(Collected data entries)

════════

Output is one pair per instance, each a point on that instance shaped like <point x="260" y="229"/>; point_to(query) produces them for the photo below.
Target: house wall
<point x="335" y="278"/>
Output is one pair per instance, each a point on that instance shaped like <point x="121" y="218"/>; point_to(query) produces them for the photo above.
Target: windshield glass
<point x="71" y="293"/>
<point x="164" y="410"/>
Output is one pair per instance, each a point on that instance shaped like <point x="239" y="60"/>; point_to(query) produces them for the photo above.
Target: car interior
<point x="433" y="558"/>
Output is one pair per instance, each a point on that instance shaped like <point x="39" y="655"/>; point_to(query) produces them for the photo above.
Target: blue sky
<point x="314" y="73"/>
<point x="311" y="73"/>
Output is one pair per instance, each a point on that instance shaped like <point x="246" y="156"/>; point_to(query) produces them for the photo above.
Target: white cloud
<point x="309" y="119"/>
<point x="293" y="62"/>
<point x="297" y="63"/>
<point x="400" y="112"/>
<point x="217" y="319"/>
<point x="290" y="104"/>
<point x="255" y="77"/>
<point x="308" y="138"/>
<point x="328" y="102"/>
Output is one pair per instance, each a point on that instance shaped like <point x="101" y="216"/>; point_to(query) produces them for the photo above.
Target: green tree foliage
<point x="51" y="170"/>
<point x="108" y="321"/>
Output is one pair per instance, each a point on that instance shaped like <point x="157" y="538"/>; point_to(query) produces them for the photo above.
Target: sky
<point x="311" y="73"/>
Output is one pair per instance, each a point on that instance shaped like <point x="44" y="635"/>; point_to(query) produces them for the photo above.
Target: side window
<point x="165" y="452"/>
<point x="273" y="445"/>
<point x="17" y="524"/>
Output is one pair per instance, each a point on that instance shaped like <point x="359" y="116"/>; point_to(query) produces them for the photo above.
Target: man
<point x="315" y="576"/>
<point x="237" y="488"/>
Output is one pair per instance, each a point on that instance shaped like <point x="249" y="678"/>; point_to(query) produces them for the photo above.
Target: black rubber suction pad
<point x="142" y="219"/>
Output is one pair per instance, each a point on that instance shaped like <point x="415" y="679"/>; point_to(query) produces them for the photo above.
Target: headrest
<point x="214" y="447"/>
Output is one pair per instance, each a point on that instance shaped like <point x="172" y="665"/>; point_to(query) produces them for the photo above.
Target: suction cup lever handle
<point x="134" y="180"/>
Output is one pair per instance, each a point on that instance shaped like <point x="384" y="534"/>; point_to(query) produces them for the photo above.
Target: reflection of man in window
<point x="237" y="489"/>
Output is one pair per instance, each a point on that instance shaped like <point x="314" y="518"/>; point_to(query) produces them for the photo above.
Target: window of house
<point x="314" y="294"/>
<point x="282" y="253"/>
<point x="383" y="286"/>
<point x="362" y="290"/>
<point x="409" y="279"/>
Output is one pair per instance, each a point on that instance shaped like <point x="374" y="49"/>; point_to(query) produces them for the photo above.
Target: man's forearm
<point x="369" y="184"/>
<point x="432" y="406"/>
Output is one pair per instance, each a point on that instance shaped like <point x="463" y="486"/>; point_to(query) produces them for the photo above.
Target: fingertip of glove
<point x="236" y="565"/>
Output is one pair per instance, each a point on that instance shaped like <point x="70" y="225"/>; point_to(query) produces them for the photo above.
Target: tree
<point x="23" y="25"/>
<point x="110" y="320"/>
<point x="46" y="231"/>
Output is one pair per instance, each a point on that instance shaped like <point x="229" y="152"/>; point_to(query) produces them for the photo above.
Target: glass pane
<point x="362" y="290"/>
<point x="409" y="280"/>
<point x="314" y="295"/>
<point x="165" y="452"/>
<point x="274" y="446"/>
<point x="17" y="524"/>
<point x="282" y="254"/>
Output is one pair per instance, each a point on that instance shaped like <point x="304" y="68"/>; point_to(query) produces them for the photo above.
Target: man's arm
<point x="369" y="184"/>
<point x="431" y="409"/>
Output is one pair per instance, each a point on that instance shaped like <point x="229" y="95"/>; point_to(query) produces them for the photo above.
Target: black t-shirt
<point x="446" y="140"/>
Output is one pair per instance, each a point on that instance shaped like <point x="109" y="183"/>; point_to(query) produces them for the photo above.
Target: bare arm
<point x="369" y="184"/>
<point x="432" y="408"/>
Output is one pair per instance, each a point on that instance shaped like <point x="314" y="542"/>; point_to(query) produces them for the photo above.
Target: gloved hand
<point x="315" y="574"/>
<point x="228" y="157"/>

════════

## Task to carry out
Copy out all of the data exactly, leaving nothing out.

## Solution
Output is one pair per instance, each a point on that instance shaped like <point x="260" y="229"/>; point_to(query) produces them for the photo below.
Target: house wall
<point x="335" y="278"/>
Output is one pair per instance, each a point on that instance shaped like <point x="121" y="218"/>; point_to(query) produces them for the photo above.
Target: windshield glass
<point x="71" y="293"/>
<point x="164" y="410"/>
Output is one pair per instance, each a point on that instance shaped like <point x="239" y="60"/>; point_to(query) produces them for the photo above.
Target: car interior
<point x="433" y="558"/>
Output is one pair per instance, each a point on that instance shaped like <point x="39" y="655"/>; point_to(query) produces them for the photo above.
Target: blue sky
<point x="314" y="73"/>
<point x="311" y="73"/>
Output is one pair per instance, each a point on that instance shaped like <point x="246" y="156"/>; point_to(query) produces them for the photo above.
Target: white cloud
<point x="309" y="119"/>
<point x="293" y="62"/>
<point x="297" y="63"/>
<point x="400" y="112"/>
<point x="217" y="319"/>
<point x="290" y="104"/>
<point x="255" y="77"/>
<point x="308" y="138"/>
<point x="328" y="102"/>
Output is one pair per instance, each a point on that instance shaped like <point x="101" y="216"/>; point_to(query) produces them for the photo above.
Target: green tree foliage
<point x="51" y="170"/>
<point x="108" y="321"/>
Output is one pair per instance, each a point on that instance shaped like <point x="157" y="538"/>; point_to(query) produces them for the photo above.
Target: sky
<point x="311" y="73"/>
Output is one pair per instance, each a point on that instance shaped like <point x="44" y="635"/>; point_to(query) produces them for the photo above.
Target: side window
<point x="165" y="452"/>
<point x="273" y="445"/>
<point x="17" y="524"/>
Output is one pair per instance, each a point on that instance shaped like <point x="359" y="116"/>; point_to(query) produces them for the photo above.
Target: man
<point x="315" y="576"/>
<point x="237" y="488"/>
Output is one pair per instance, each a point on that instance shaped like <point x="249" y="678"/>; point_to(query) produces them for the photo above.
Target: black rubber suction pad
<point x="142" y="219"/>
Output is one pair per instance, each a point on that instance shaped like <point x="415" y="679"/>; point_to(query) produces them for the photo above.
Target: headrest
<point x="214" y="447"/>
Output is one pair per instance, each a point on that instance shaped like <point x="172" y="665"/>; point_to(query) produces them for the photo above.
Target: suction cup lever handle
<point x="134" y="180"/>
Output is one pair per instance, each a point on that instance shaped like <point x="384" y="534"/>; point_to(query) produces them for the photo above.
Target: reflection of man in window
<point x="237" y="489"/>
Output is one pair per instance, each a point on that instance shaped like <point x="314" y="518"/>; point_to(query) produces them for the photo above.
Target: window of house
<point x="314" y="294"/>
<point x="282" y="253"/>
<point x="383" y="286"/>
<point x="362" y="290"/>
<point x="409" y="279"/>
Output is one pair per instance, each a point on that instance shaped like <point x="374" y="49"/>; point_to(query) produces them for the photo above.
Target: man's forearm
<point x="369" y="184"/>
<point x="432" y="406"/>
Output is one pair per instance, each a point on that instance shaped like <point x="463" y="486"/>; point_to(query) produces them for the photo above.
Target: fingertip of glove
<point x="236" y="565"/>
Output is one pair per instance, each a point on that instance shaped like <point x="70" y="225"/>; point_to(query) produces them for the photo above.
Target: tree
<point x="23" y="25"/>
<point x="110" y="320"/>
<point x="46" y="231"/>
Output is one pair per instance, each a point on that instance shaped like <point x="229" y="152"/>; point_to(query) produces them for the photo above.
Target: glass pane
<point x="362" y="290"/>
<point x="409" y="280"/>
<point x="314" y="295"/>
<point x="165" y="452"/>
<point x="274" y="446"/>
<point x="17" y="524"/>
<point x="282" y="254"/>
Output is one pair per instance, each a point on that instance shaped like <point x="304" y="68"/>; point_to(query) produces them for the photo above.
Target: man's arm
<point x="369" y="184"/>
<point x="431" y="409"/>
Output is one pair per instance, each a point on that instance shaped like <point x="229" y="95"/>; point_to(query) produces them for the photo above.
Target: black t-shirt
<point x="446" y="140"/>
Output is one pair per instance, each a point on that instance shaped like <point x="109" y="183"/>; point_to(query) produces them for the photo above.
Target: bare arm
<point x="369" y="184"/>
<point x="432" y="408"/>
Output is one pair per instance, each a point on that instance shaped like <point x="314" y="542"/>; point_to(query) produces them for the photo above.
Target: gloved hand
<point x="315" y="574"/>
<point x="228" y="157"/>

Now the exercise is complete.